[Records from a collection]

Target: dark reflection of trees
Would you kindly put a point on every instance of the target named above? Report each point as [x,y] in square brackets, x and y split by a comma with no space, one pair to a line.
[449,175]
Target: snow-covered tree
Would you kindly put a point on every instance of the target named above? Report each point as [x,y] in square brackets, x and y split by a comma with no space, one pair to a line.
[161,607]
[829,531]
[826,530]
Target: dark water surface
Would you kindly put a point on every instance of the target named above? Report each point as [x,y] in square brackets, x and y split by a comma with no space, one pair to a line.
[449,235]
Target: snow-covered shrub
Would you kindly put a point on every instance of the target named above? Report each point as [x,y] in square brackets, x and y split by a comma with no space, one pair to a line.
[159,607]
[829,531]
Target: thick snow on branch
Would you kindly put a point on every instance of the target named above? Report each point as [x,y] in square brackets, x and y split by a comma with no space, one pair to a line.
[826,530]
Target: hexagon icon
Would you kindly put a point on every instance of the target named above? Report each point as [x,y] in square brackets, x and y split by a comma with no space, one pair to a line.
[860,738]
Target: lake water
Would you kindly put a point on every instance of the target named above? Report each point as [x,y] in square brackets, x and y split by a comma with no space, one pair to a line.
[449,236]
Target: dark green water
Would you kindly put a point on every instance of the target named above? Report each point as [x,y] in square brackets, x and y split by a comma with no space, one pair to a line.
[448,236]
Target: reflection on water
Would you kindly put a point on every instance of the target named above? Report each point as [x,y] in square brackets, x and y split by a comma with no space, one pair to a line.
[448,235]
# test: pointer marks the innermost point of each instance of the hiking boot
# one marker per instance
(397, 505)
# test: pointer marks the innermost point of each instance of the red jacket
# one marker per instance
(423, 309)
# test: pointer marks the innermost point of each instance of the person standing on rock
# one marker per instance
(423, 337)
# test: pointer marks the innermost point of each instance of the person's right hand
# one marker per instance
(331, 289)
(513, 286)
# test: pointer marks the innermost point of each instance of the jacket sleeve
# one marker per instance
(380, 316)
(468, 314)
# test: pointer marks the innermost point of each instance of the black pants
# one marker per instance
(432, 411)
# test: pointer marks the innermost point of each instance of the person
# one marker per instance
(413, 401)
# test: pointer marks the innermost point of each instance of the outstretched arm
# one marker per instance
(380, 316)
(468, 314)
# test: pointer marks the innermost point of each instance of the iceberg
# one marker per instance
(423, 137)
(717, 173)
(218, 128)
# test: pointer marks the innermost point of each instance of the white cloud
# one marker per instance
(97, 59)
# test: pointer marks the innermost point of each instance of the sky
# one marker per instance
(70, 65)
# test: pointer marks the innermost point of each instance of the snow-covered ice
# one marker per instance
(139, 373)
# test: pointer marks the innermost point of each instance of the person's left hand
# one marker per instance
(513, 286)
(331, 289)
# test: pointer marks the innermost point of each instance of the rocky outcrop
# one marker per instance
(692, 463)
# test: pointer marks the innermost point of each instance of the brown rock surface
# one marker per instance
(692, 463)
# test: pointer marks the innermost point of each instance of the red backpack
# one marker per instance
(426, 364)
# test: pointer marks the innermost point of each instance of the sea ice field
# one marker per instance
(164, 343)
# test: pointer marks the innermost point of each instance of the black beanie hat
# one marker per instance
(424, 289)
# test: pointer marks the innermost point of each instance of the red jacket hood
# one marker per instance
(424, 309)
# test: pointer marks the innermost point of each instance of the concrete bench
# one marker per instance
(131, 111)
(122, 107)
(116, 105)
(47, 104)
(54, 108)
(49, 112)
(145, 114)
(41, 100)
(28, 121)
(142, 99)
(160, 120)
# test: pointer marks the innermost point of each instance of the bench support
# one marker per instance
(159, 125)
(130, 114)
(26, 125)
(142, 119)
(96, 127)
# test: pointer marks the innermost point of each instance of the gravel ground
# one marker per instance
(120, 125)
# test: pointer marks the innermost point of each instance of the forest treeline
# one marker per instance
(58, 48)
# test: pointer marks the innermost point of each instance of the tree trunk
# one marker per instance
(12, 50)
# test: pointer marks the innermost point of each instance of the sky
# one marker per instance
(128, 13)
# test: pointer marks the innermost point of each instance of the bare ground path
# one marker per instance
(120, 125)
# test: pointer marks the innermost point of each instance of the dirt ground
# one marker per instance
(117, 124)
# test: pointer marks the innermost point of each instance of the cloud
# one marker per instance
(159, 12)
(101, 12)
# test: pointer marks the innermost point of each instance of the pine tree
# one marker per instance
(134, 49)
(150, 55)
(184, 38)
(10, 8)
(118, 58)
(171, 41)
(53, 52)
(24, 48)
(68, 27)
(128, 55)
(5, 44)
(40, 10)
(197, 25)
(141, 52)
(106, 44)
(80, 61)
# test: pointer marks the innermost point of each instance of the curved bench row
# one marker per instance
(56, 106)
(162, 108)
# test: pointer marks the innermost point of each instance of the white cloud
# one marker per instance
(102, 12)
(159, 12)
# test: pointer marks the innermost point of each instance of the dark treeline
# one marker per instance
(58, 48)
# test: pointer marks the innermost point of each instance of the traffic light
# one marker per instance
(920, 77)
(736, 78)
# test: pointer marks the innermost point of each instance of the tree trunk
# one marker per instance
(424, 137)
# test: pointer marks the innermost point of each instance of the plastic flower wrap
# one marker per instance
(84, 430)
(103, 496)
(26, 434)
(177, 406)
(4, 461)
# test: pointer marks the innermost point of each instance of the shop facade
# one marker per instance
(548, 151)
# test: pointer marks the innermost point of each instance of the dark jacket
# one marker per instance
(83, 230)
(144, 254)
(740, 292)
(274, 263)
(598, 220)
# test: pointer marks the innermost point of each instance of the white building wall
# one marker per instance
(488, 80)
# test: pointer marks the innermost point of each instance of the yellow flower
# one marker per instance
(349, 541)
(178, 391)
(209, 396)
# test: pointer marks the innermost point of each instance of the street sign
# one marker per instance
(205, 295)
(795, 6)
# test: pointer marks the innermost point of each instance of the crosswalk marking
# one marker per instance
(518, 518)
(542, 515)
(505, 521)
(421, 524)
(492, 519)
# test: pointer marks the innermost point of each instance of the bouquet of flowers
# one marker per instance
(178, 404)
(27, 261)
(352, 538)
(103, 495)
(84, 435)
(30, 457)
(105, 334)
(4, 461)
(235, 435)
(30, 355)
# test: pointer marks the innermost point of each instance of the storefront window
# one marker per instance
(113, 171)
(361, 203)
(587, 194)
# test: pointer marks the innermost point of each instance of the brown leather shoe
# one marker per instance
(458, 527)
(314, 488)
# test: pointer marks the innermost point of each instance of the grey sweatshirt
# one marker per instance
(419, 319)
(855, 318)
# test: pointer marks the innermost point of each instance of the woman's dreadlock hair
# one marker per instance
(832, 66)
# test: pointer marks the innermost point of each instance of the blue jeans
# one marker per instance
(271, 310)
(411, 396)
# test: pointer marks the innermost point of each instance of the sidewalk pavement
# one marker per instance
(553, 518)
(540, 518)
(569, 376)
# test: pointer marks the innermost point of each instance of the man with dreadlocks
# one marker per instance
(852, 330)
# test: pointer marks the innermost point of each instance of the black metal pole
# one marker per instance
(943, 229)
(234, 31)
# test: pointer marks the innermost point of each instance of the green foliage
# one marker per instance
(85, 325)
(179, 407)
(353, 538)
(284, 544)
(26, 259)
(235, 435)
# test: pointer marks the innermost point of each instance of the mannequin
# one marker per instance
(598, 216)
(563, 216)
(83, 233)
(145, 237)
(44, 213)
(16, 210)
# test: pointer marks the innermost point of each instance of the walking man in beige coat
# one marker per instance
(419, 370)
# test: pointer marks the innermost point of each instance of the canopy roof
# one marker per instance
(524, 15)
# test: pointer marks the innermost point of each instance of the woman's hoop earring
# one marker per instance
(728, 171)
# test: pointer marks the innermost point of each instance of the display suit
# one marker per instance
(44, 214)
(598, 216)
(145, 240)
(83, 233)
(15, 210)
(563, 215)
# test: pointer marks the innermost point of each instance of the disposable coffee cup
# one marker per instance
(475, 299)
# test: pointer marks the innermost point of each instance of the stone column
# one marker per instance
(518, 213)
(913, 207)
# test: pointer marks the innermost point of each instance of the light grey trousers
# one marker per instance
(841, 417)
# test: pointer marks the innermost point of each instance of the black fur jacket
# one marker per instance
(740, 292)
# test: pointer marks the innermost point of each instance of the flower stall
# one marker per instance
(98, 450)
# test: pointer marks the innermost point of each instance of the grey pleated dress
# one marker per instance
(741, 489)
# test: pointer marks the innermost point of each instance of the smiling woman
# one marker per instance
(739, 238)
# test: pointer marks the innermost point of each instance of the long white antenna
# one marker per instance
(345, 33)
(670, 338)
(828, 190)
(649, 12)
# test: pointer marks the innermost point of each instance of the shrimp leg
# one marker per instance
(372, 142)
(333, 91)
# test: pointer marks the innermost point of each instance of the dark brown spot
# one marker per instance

[The exercise] Lay out the lines from the one containing "grey pleated dress" through the end of the records, inclusive, as a JSON list of strings with one string per line and blank lines omitted.

[Complete response]
[
  "# test: pointer marks the innermost point of each instance of the grey pleated dress",
  "# one marker per instance",
  "(741, 489)",
  "# test: pointer marks the innermost point of each instance of the smiling woman",
  "# one marker per instance",
  "(739, 238)",
  "# test: pointer marks the innermost point of each instance of the long white antenna",
  "# one marker per instance",
  "(345, 33)",
  "(670, 338)",
  "(828, 190)",
  "(649, 12)",
  "# test: pointer marks the innermost point of each instance of the shrimp leg",
  "# one marker per instance",
  "(372, 142)",
  "(333, 91)",
  "# test: pointer marks the innermost point of each instance of the dark brown spot",
  "# one marker per instance"
]